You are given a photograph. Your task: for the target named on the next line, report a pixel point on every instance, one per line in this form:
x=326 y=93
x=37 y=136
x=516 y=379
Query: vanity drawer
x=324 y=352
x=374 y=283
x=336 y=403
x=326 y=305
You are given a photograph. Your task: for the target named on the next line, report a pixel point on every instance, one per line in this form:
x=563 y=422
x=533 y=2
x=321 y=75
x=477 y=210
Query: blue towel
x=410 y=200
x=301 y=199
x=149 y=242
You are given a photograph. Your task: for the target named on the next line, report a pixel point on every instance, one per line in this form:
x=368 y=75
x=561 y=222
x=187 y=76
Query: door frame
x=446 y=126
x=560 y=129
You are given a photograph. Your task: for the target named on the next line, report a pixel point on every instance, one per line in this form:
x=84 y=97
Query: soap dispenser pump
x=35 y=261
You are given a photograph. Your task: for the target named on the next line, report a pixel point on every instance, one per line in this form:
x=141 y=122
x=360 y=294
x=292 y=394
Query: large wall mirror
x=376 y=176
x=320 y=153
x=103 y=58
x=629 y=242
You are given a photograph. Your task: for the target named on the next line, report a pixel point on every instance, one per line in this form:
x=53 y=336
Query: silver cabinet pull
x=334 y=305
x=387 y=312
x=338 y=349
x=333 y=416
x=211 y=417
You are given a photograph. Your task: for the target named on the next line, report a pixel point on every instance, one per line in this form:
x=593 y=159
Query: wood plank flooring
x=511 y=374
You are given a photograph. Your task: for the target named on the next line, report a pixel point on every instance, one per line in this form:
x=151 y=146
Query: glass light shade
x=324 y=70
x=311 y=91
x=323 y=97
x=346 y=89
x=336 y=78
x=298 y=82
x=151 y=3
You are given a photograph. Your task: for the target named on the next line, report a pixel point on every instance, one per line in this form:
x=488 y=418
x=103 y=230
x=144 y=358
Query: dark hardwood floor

_SHORT EXERCISE_: All entries must be repeated verbatim.

_TASK SOLUTION_:
You are given a photograph. Your task: for the target named on the next line, report a pixel point on every instance, one per line in this form:
x=326 y=93
x=37 y=136
x=516 y=379
Query: vanity drawer
x=324 y=352
x=374 y=283
x=336 y=403
x=326 y=305
You are given a photograph. Your task: for the target named on the next line, report a pixel point on every instance, one per line in this form:
x=563 y=422
x=533 y=2
x=321 y=75
x=477 y=210
Query: blue towel
x=410 y=200
x=301 y=199
x=149 y=242
You are given a photograph. Your task: for the target named on the next line, report a pixel point on every instance, one per line in this form:
x=368 y=75
x=561 y=222
x=187 y=76
Query: door frame
x=446 y=126
x=560 y=129
You are given a photograph. Your task: for the target named on the next line, report a pixel point on every instance, one per line in this form:
x=84 y=97
Query: soap dispenser pump
x=35 y=261
You are given a photograph. Your task: for the target named on the next line, report a pixel point on every instance, one per line in this form:
x=141 y=122
x=360 y=294
x=292 y=394
Query: large wall mirror
x=376 y=176
x=320 y=153
x=103 y=58
x=629 y=242
You are given a photograph. Your task: for the target named on the next line, report a pixel point on every instance, one per line in this form:
x=53 y=336
Query: silver cabinet pull
x=334 y=305
x=387 y=312
x=338 y=349
x=333 y=416
x=211 y=417
You are given a photograph. Your task: for the target named on the next line, report a pixel point on every instance, one per line in this form:
x=593 y=159
Query: wood plank flooring
x=511 y=374
You are given a photograph. Your task: for the target named on the next line, report a pixel point on every instance, one per line in this form:
x=151 y=146
Query: glass light shade
x=324 y=70
x=311 y=91
x=323 y=97
x=346 y=89
x=336 y=78
x=298 y=82
x=151 y=3
You are given a photograph. Your task: for the target named on the next line, report a pixel point on every instance, one per line in this form:
x=488 y=418
x=103 y=230
x=144 y=358
Query: dark hardwood floor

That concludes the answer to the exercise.